## STATED TASK
Return the listing below in full, with every line exactly as it is.

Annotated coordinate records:

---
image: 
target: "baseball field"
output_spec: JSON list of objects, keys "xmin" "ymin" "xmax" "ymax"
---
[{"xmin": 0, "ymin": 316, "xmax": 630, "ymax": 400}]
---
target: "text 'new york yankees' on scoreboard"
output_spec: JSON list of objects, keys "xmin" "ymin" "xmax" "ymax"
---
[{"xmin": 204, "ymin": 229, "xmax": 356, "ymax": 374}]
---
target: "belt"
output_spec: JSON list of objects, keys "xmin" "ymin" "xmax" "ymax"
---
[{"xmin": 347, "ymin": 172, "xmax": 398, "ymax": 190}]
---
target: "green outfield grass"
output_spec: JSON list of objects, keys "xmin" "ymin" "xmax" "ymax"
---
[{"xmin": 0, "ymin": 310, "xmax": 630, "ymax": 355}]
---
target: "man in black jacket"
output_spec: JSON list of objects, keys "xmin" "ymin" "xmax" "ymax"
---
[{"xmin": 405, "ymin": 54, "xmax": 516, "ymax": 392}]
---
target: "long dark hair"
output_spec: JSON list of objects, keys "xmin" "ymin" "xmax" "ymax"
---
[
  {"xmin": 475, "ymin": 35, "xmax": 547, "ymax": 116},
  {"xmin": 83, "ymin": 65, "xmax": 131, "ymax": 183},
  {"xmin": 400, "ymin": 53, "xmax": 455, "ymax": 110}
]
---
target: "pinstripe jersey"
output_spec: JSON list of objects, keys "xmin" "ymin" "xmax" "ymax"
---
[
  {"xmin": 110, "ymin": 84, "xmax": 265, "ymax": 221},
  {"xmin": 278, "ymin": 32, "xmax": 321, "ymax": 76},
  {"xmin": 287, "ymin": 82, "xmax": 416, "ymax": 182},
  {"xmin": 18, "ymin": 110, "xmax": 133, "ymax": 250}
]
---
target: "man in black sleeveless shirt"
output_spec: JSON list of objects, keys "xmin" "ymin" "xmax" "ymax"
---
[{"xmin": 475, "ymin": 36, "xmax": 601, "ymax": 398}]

## FINAL ANSWER
---
image: 
target: "baseball field"
output_spec: JSON list of objects, keys "xmin" "ymin" "xmax" "ymax"
---
[{"xmin": 0, "ymin": 316, "xmax": 630, "ymax": 400}]
---
target: "text 'new york yankees' on scoreboard"
output_spec: JSON list of objects, keys "xmin" "ymin" "xmax" "ymax"
---
[{"xmin": 204, "ymin": 229, "xmax": 356, "ymax": 374}]
---
target: "belt"
output_spec: JSON list of objects, keys "xmin" "ymin" "xmax" "ymax"
---
[{"xmin": 347, "ymin": 172, "xmax": 398, "ymax": 190}]
---
target: "green outfield grass"
output_spec: JSON list of objects, keys "xmin" "ymin" "xmax" "ymax"
---
[{"xmin": 0, "ymin": 310, "xmax": 630, "ymax": 355}]
---
target: "man in black jacket"
output_spec: JSON list of objects, keys "xmin" "ymin" "xmax" "ymax"
---
[{"xmin": 405, "ymin": 54, "xmax": 516, "ymax": 392}]
---
target: "long dark hair"
output_spec: JSON list of objects, keys "xmin" "ymin" "xmax" "ymax"
---
[
  {"xmin": 475, "ymin": 35, "xmax": 547, "ymax": 116},
  {"xmin": 83, "ymin": 65, "xmax": 131, "ymax": 183},
  {"xmin": 400, "ymin": 53, "xmax": 455, "ymax": 110}
]
---
target: "pinstripe jersey"
output_spec: JSON list of objects, keys "xmin" "ymin" "xmax" "ymax"
---
[
  {"xmin": 110, "ymin": 84, "xmax": 265, "ymax": 221},
  {"xmin": 278, "ymin": 32, "xmax": 321, "ymax": 76},
  {"xmin": 287, "ymin": 82, "xmax": 416, "ymax": 182},
  {"xmin": 18, "ymin": 110, "xmax": 133, "ymax": 250}
]
---
target: "man in black sleeveless shirt"
output_spec: JSON list of objects, keys "xmin" "ymin" "xmax" "ymax"
---
[{"xmin": 475, "ymin": 36, "xmax": 601, "ymax": 398}]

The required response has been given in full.